Deploy production fails

Hi everyone, I have a bit of a problem on deploying production. I tried with the trellis-cli command trellis deploy production and I receive this error:

[WARNING]: Unhandled error in Python interpreter discovery for host
********: Failed to connect to the host via ssh:
web@********: Permission denied (publickey).
fatal: [**********]: UNREACHABLE! => {"changed": false, "msg": "Data could not be sent to remote host \"**********\". Make sure this host can be reached over ssh: web@********: Permission denied (publickey).\r\n", "unreachable": true}

I connected via ssh to my server and the key is actually there, so I tried to manually first, re-provision with tail using ansible ansible-playbook server.yml --ask-vault-password -e env=production -vvvv

But I got this other error:

TASK [Gathering Facts] **********************************************************************************************************************
task path: /Users/ernestoianuario/ernestoianuario.com/trellis/server.yml:12
fatal: [*********]: FAILED! => {
    "msg": "The field 'become_pass' has an invalid value, which includes an undefined variable. The error was: 'ansible.parsing.yaml.objects.AnsibleUnicode object' has no attribute 'name'. 'ansible.parsing.yaml.objects.AnsibleUnicode object' has no attribute 'name'. 'ansible.parsing.yaml.objects.AnsibleUnicode object' has no attribute 'name'. 'ansible.parsing.yaml.objects.AnsibleUnicode object' has no attribute 'name'"

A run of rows
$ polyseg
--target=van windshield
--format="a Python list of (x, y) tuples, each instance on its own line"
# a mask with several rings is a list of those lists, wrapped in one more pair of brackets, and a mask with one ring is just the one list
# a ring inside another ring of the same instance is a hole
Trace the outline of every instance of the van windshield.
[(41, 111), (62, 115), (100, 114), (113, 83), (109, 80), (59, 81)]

(EXERCISE SET):
1. Rewrite the rows as a numbered list, from the first line of the rows up to and including the line containing "# a ring inside", leaving out any blank lines.
2. Extend the forum post about the failing production deploy, picking up after its last line.

(RESPONSES BY TASK):
1.
1. $ polyseg
2. --target=van windshield
3. --format="a Python list of (x, y) tuples, each instance on its own line"
4. # a mask with several rings is a list of those lists, wrapped in one more pair of brackets, and a mask with one ring is just the one list
5. # a ring inside another ring of the same instance is a hole

2.
}

I tried to google it but nothing comes up. Any thought/suggestion?
Thanks in advance,

Ernesto

Can you connect to the server manually, using ssh, with the corresponding private key, same username?

Thanks for your answer, I just checked and your assumption was right, actually I cannot connect via ssh with web user, but I can with root user.
I am not sure to what “private key” you are referring to? How/where can I add it and connect? I assume that’s the issue here, but I am not sure on how to solve it, I am pretty much a newbie using trellis :sweat_smile:.
I was able to connect previously, in fact, I have a testing trellis website already on my server. I didn’t change any key afaik, I tried to decrypt all vault password and all is fine. Would you mind give me some tip please?

Sure, so usually you create a private-public keypair on your workstation and then you put the public key onto the web server (unter .ssh/authorized_keys), the private key stays on your system, ideally never transmitted elsewhere, it is used to authenticate against the public key.

Trellis handles this for your, too (which is really nice): You put the public keys into the public_keys/ directory of your Trellis project directory, then those keys are copied during provisioning (not deploy!). Are there any public keys in public_keys/ yet?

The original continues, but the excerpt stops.